Фрагмент документа:
⁂
О Федоре Сологубе: критика, статьи, воспоминания, исследования
Аркадий Горнфельд. НЕДОТЫКОМКА
В скитаниях ненужных, В страданиях недужных, На скудной почве зол, Вне светлых впечатлений Безрадостный мой гений Томительно расцвел. Федор Сологуб
Едва ли многие знают областное слово, поставленное в заголовке; в литературе, однако, помнят стихотворение Федора Сологуба под этим заглавием. В народе — если верить толковым словарям — это слово ходит с другим значением: это нечто вроде недотроги; но поэт придал ему свой смысл. Он рассказывал, как терзает его эта серая, неуловимая, страшная в своей бесформенной призрачности недотыкомка:
Недотыкомка серая
Истомила коварной улыбкою,
Истомила присядкою зыбкою, —
Помоги мне, таинственный друг!
Недотыкомку серую
Отгони ты волшебными чарами,
Иль наотмашь, что ли, ударами,
Или словом заветным каким.
Недотыкомку серую
Хоть со мной умертви ты, ехидную,
Чтоб она хоть в тоску панихидную
Не ругалась над прахом моим.
Друг не помог — ибо нет ни волшебных слов, ни заветных чар. И потому недотыкомка по-прежнему «вьется и вертится», только уже не вокруг самого Федора Сологуба: теперь она терзает его героя — центральный образ его последнего романа «Мелкий бес», — учителя Передонова.
⁂
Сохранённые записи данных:

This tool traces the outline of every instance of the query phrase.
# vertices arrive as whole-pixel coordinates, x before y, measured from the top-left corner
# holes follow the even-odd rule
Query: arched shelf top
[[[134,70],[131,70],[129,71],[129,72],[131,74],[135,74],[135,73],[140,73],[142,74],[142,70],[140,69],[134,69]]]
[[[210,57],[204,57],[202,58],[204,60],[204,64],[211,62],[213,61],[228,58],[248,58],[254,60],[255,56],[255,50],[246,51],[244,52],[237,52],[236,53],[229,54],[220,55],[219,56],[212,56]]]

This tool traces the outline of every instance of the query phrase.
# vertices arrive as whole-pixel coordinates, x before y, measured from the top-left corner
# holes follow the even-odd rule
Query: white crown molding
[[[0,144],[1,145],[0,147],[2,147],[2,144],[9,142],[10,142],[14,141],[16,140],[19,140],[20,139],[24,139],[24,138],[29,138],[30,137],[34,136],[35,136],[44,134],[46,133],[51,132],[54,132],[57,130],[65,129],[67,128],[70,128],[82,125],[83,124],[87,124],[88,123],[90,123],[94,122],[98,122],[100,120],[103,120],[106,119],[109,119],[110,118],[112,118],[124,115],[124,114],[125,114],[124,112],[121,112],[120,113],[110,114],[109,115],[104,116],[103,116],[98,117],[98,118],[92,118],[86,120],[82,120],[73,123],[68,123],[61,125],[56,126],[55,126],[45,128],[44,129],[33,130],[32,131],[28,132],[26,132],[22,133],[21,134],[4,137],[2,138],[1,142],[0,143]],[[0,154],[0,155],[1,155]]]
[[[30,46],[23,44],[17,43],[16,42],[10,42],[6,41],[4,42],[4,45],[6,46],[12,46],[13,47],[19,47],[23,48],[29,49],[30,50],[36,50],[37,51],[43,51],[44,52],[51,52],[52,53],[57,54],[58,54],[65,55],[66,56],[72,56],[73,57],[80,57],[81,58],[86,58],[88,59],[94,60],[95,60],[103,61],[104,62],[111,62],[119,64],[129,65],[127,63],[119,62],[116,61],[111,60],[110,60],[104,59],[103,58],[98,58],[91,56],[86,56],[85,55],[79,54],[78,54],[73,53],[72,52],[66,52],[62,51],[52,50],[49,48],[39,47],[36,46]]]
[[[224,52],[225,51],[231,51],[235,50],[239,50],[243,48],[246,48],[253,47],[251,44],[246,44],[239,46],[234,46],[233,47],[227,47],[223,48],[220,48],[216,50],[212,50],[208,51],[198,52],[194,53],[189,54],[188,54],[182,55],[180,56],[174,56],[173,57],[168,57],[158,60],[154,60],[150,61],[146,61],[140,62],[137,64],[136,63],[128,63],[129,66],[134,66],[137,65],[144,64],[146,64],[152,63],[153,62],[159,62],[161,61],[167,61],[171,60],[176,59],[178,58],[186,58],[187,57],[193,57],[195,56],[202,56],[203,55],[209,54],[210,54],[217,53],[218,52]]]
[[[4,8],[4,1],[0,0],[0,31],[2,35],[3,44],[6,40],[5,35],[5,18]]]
⁂
Вопросы и задания:
(1) Почему, согласно тексту о недотыкомке, она по-прежнему «вьется и вертится»? Ответьте в одном–трех предложениях.
(2) Ответьте по тексту о недотыкомке:
(a) Какое значение, если верить толковым словарям, это слово имеет в народе?
(b) Как называется роман Сологуба, героем которого назван Передонов?
(c) Кто Передонов по профессии?

Ответы по порядку:
(1) Друг не помог, ибо нет ни волшебных слов, ни заветных чар. Поэтому недотыкомка по-прежнему «вьется и вертится», только терзает теперь не самого Федора Сологуба, а его героя, учителя Передонова.

(2)
(a) Нечто вроде недотроги.
(b) «Мелкий бес».
(c) Учитель.